------ Entradas para processar

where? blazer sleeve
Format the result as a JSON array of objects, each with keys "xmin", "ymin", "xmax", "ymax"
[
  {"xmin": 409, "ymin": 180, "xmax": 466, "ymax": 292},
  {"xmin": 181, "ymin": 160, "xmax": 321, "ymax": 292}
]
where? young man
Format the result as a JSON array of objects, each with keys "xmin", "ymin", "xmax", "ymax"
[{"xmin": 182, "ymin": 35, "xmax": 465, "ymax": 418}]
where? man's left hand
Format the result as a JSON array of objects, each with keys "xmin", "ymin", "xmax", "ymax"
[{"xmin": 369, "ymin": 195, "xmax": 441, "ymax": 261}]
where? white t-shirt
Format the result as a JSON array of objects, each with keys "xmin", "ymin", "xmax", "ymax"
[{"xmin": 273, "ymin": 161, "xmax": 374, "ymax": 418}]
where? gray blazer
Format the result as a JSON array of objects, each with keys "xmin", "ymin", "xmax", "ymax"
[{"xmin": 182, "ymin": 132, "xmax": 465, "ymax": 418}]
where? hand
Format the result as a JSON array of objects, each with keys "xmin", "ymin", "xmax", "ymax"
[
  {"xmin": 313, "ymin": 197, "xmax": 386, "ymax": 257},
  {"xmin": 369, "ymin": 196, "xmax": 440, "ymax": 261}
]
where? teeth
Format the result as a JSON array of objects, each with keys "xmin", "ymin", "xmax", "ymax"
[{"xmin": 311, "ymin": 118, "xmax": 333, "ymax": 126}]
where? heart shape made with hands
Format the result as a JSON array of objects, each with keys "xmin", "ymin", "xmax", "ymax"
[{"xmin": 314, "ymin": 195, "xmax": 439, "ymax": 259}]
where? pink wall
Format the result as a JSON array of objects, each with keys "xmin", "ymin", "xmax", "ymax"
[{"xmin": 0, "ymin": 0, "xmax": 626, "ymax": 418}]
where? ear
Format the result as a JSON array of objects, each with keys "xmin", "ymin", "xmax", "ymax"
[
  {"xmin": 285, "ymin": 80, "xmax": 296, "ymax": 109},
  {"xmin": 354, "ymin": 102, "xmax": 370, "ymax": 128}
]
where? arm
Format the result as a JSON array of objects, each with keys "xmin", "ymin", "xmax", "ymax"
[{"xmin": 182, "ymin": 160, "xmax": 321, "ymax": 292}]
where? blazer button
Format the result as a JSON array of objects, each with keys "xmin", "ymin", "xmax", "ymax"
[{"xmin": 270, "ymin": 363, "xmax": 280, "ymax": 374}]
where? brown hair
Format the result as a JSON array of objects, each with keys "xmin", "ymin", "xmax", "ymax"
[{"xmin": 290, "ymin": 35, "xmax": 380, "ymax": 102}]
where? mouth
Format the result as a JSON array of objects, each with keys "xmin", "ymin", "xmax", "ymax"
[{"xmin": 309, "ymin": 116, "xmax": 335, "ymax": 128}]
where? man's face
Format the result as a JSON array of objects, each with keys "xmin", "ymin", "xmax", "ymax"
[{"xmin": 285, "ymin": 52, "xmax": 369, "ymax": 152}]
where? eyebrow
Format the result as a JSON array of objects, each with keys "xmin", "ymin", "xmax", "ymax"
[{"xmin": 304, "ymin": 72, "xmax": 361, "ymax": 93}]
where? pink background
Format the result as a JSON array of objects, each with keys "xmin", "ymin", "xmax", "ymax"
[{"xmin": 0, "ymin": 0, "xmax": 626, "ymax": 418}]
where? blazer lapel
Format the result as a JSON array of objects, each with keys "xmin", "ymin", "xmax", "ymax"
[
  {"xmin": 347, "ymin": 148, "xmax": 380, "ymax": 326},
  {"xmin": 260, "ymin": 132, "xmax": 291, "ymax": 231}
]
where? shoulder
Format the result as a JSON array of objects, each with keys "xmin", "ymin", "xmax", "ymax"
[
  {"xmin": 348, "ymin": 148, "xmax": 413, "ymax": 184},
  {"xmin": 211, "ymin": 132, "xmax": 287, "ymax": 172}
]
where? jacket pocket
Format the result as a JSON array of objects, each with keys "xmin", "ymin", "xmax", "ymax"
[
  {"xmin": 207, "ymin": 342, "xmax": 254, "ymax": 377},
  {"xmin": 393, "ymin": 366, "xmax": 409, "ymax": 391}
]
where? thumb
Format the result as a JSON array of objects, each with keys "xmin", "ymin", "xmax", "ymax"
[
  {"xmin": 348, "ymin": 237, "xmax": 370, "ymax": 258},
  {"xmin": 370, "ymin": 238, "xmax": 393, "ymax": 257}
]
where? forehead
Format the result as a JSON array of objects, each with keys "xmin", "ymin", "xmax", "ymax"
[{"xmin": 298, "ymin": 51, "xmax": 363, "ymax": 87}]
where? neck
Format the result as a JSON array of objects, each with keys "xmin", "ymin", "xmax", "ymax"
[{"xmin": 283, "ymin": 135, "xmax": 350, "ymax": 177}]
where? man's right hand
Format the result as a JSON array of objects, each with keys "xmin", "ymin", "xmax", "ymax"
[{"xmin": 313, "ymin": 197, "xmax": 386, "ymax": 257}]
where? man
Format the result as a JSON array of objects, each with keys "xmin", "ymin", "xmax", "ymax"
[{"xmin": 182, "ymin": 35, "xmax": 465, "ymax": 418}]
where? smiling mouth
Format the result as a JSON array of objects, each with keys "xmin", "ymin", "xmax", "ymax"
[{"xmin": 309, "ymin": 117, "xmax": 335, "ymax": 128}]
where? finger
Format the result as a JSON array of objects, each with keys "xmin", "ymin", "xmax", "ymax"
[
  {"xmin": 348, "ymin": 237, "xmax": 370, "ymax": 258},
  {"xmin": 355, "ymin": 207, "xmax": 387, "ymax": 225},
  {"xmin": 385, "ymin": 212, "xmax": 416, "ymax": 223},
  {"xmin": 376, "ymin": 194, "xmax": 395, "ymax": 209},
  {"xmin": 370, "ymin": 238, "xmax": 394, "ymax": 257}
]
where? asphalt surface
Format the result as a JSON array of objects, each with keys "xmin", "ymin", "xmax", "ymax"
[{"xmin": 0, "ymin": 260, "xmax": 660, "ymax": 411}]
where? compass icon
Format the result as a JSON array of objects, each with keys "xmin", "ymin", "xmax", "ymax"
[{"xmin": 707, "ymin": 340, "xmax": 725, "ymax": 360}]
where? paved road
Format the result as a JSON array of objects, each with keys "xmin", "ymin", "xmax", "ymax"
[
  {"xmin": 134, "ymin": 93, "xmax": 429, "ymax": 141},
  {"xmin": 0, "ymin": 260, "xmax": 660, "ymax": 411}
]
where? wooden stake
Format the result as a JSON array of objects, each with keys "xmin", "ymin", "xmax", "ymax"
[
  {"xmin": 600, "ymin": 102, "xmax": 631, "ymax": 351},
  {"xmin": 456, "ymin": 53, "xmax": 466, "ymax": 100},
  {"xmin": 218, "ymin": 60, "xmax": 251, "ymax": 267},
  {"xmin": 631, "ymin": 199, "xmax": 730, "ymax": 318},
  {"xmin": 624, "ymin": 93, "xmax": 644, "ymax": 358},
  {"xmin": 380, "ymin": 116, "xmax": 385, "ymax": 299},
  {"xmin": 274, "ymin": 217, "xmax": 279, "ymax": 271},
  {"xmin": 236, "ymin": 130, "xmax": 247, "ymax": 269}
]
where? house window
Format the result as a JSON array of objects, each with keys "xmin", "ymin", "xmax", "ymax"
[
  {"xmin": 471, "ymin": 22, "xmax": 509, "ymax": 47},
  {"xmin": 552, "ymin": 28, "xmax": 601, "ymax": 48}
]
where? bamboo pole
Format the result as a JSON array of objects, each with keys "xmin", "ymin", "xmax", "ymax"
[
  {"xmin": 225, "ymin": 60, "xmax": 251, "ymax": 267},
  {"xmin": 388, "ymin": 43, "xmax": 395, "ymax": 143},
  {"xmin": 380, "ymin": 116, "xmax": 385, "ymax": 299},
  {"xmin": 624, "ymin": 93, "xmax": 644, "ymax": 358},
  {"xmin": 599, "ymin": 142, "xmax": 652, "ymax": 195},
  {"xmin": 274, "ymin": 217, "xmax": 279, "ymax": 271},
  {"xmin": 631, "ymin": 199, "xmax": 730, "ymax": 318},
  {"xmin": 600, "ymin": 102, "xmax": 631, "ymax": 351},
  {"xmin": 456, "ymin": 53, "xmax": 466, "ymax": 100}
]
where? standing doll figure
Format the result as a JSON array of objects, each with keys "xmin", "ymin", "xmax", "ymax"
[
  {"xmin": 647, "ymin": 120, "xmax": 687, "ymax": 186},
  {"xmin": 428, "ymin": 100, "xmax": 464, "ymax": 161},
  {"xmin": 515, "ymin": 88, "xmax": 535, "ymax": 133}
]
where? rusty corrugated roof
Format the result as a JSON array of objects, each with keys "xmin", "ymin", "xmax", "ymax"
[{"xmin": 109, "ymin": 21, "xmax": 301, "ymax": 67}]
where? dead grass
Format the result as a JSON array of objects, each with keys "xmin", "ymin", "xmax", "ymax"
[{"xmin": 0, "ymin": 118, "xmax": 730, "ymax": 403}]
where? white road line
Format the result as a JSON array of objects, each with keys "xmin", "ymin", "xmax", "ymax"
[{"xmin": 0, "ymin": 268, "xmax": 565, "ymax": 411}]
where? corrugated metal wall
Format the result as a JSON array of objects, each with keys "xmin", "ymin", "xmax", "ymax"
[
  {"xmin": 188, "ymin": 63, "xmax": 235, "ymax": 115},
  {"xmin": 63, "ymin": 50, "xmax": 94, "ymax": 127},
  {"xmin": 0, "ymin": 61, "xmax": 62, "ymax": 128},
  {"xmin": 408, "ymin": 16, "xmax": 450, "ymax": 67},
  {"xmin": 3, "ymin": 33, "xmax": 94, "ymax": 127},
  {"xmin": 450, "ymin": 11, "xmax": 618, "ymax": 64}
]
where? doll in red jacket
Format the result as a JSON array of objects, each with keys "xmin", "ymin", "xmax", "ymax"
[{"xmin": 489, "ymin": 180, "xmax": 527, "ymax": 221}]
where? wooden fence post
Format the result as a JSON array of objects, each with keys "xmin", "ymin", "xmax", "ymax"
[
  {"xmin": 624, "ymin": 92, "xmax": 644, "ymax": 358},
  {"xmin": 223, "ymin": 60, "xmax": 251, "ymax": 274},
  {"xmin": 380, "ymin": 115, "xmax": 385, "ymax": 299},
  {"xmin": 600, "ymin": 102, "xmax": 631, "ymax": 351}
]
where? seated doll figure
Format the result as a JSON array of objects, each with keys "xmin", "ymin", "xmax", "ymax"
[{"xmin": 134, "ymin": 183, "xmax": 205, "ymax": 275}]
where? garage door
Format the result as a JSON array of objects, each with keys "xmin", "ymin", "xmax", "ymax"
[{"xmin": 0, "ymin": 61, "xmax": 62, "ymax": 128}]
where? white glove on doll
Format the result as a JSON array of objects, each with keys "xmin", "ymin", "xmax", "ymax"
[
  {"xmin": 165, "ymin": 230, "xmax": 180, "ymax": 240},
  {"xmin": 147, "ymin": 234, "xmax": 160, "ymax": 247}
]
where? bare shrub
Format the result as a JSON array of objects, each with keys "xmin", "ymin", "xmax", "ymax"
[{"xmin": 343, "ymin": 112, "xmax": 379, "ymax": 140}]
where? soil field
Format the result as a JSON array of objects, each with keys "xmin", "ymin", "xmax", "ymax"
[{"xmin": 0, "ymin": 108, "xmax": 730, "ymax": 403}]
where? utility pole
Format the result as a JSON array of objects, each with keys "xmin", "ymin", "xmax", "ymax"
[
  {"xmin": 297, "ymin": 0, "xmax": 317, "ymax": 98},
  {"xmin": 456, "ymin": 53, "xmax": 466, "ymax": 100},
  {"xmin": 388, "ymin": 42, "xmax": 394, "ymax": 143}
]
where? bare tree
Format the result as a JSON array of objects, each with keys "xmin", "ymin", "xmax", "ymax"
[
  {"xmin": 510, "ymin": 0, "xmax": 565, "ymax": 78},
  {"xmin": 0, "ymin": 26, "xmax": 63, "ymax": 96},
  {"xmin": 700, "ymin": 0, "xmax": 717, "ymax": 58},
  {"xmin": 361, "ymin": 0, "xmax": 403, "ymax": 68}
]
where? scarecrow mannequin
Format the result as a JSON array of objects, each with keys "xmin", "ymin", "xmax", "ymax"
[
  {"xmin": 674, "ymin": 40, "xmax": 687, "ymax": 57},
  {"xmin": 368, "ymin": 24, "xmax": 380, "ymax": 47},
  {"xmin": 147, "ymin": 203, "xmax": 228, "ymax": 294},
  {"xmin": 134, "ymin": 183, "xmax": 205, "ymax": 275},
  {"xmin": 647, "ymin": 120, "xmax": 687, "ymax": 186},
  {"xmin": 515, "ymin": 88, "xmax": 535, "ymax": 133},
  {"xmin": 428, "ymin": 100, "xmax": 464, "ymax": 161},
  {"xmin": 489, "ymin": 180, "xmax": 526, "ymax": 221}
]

------------

Trabalho a fazer: Nas entradas acima, separe todas as linhas que trazem a palavra "pink" e copie cada uma delas.

Resultado da tarefa:
where? pink wall
where? pink background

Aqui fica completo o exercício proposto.